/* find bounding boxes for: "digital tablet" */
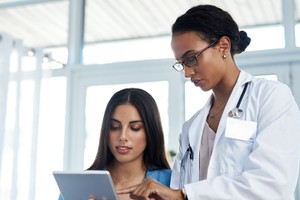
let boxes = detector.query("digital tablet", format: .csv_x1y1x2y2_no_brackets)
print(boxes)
53,170,119,200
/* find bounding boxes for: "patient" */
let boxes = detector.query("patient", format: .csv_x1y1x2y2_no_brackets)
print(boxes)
83,88,171,200
59,88,171,200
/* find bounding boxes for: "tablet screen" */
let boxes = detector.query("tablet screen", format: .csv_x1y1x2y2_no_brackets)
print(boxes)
53,170,118,200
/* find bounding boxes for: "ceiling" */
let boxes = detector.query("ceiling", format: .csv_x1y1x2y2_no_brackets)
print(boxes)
0,0,299,49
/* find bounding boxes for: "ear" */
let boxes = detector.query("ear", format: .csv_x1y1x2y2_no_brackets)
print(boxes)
218,36,231,55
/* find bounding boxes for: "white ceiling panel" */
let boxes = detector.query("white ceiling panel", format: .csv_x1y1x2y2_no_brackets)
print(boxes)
0,1,68,47
0,0,298,49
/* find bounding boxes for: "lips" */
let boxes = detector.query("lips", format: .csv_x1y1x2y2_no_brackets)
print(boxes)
116,146,132,154
191,79,202,87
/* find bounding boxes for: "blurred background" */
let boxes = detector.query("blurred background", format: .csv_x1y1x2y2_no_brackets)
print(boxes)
0,0,300,199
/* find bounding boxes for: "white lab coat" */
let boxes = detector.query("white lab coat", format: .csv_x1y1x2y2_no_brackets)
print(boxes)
171,71,300,200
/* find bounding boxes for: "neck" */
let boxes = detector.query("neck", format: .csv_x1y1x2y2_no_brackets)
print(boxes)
107,160,146,187
212,67,240,104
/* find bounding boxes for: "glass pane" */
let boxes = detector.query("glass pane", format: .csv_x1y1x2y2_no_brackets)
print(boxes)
21,54,37,71
35,77,66,200
17,80,35,200
83,36,173,65
185,81,211,120
9,49,19,73
296,0,300,23
244,25,285,51
256,74,278,81
0,81,17,200
296,23,300,47
296,0,300,47
84,81,169,169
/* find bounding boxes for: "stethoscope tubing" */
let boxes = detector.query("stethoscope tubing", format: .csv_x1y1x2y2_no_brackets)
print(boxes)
236,82,249,109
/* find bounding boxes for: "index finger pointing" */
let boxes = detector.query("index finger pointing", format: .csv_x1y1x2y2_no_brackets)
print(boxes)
117,185,138,195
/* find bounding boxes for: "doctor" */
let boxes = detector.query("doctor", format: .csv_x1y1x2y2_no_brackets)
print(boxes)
118,4,300,200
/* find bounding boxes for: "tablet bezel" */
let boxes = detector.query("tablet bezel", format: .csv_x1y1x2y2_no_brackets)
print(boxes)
53,170,118,200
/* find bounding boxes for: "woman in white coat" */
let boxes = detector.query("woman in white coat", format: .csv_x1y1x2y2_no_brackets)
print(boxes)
118,4,300,200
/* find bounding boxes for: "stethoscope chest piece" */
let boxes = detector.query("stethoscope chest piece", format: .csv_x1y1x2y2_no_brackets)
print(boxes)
228,107,243,119
228,82,250,119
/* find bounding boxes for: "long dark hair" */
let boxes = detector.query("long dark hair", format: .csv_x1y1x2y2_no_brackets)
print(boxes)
87,88,170,170
172,4,251,56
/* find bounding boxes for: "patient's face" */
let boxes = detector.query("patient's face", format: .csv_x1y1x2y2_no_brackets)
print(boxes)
108,103,146,165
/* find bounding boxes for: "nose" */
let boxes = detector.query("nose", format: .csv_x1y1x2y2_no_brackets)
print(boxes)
119,128,128,142
183,65,195,78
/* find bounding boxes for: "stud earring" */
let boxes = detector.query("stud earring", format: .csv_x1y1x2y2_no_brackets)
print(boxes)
223,54,226,58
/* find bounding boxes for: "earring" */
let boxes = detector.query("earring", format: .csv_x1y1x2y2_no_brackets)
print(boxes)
223,54,226,58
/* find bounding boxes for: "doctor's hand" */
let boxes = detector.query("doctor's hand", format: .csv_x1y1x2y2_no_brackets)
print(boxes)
117,178,184,200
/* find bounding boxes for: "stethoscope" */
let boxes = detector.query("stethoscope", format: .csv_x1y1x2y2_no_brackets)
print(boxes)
179,82,250,186
228,81,250,119
180,144,193,188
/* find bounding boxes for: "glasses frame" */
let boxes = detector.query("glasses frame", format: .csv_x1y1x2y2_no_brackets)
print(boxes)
172,40,219,72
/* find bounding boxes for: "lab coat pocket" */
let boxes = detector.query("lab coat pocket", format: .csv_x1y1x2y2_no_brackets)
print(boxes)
225,117,257,141
219,118,257,176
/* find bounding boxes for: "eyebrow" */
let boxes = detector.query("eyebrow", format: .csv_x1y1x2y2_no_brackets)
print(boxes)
176,50,195,61
110,118,143,124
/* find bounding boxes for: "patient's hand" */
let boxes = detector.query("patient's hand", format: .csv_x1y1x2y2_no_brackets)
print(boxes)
117,178,183,200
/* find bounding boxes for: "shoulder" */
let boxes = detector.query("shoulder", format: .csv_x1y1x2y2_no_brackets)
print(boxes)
248,77,300,122
146,169,172,178
146,169,171,187
250,77,293,102
241,70,290,95
252,76,289,92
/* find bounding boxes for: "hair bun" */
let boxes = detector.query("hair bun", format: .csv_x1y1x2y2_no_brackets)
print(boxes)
236,30,251,54
239,31,248,40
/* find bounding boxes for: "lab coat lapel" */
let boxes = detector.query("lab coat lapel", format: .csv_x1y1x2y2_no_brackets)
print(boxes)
207,71,253,178
188,96,212,182
213,71,252,147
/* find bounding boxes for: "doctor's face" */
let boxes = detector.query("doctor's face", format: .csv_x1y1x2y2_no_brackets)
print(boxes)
171,31,224,91
108,104,147,165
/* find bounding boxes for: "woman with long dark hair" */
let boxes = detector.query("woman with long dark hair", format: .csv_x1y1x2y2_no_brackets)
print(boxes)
88,88,171,200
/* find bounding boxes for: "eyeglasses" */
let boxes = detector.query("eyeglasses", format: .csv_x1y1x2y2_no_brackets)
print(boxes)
172,40,218,72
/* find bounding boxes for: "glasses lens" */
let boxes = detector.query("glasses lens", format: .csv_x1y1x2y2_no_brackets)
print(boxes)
184,56,197,67
172,63,183,71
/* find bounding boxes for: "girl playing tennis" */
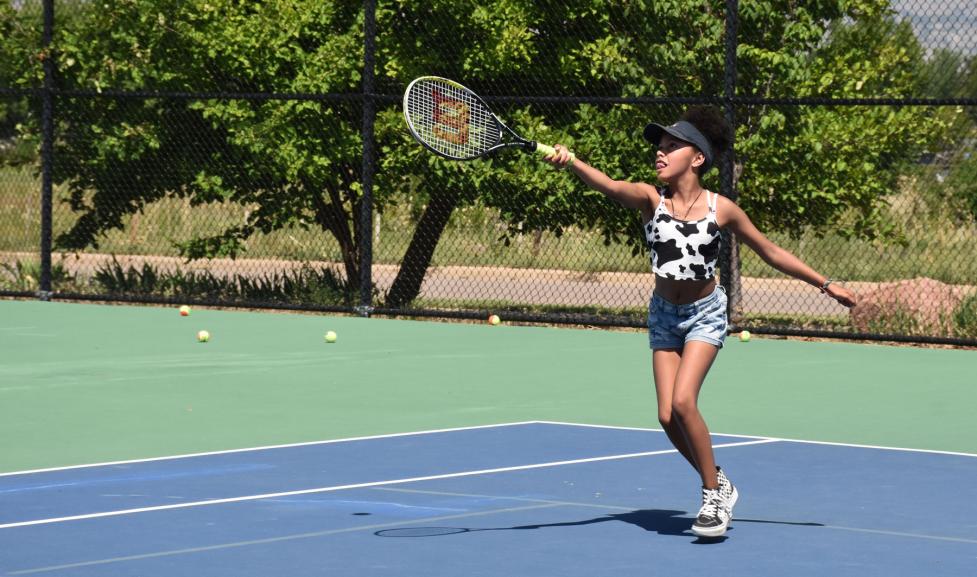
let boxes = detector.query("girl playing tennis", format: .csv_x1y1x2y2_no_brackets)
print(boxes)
543,106,856,538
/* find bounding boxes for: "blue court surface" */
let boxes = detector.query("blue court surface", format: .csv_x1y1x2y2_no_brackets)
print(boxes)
1,422,975,576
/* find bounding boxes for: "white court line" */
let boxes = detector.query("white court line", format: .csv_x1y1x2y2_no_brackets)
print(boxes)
379,487,977,545
536,420,977,458
6,503,566,575
537,420,775,439
0,420,777,478
0,439,777,530
13,494,977,576
6,418,970,485
823,525,977,545
0,421,541,478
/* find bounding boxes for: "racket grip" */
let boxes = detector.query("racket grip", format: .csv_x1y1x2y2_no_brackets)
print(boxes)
535,143,575,166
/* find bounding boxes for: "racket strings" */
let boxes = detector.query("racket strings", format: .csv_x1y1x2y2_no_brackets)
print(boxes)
405,79,499,159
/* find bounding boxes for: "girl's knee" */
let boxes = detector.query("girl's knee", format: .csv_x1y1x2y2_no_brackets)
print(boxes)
672,396,699,421
658,410,673,429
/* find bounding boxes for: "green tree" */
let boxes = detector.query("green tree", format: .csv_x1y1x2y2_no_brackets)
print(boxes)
383,0,949,308
0,0,42,166
902,38,977,223
733,4,949,240
920,48,966,99
25,1,372,299
954,55,977,220
965,55,977,123
4,0,953,308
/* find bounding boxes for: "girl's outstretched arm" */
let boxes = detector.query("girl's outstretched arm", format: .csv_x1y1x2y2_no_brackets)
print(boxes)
544,145,658,221
721,197,857,307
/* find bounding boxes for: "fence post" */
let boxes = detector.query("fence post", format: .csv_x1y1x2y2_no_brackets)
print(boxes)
720,0,742,320
358,0,378,316
38,0,55,301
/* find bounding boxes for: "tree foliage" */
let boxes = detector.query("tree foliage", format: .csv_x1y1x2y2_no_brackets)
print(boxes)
0,0,964,307
28,0,371,290
915,45,977,224
0,0,42,165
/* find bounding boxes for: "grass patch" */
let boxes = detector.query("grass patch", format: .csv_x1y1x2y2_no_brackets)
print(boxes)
954,294,977,339
739,226,977,285
0,165,643,273
3,165,976,284
736,312,851,332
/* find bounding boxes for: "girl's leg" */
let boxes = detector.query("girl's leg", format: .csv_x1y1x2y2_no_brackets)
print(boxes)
652,348,698,471
669,340,721,489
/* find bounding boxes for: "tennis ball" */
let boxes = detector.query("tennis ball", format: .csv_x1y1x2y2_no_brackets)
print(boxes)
739,330,751,342
324,330,337,343
197,330,210,342
179,305,191,316
488,314,501,326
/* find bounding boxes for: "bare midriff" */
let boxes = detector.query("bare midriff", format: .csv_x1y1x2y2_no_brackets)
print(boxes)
654,275,717,305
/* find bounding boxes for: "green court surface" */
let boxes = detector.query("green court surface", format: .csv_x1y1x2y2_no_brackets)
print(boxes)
1,299,974,473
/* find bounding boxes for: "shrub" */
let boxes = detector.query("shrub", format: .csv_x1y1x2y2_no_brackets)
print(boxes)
0,260,80,292
92,257,365,306
953,294,977,339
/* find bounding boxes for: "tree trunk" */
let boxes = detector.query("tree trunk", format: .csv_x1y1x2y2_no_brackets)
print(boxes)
384,189,460,309
311,184,359,295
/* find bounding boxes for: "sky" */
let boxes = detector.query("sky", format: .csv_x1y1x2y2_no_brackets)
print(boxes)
891,0,977,56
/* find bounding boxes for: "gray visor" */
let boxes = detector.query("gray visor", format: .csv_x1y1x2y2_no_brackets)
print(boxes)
643,120,714,173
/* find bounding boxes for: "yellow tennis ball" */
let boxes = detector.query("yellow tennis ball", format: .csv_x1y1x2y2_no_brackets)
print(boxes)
197,330,210,342
324,330,337,343
739,330,751,342
179,305,191,316
488,314,501,326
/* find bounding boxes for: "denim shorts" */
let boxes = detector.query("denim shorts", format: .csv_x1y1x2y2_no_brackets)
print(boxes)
648,286,728,350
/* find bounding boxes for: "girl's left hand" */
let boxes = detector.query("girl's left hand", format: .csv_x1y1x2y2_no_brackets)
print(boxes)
826,283,857,308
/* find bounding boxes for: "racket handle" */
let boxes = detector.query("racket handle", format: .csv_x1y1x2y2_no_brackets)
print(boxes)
535,143,576,166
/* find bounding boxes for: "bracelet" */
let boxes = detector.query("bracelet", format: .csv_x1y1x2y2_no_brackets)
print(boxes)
820,278,833,293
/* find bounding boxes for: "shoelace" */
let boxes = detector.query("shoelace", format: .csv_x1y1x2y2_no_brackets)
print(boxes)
● ● ● ● ●
* _Your assignment_:
Look through the listing and return each line containing the word "patient".

* _Your response_:
/* find bounding boxes for: "patient" */
let boxes = detector.query("patient", format: .csv_x1y1x2y2_no_brackets)
/* find bounding boxes for: "patient's face" */
let boxes = detector.query("patient's face", format: .csv_x1y1x2y2_no_brackets)
/* find bounding boxes for: "patient's hand" */
let boxes = detector.query("patient's hand", format: .csv_x1y1x2y2_no_brackets)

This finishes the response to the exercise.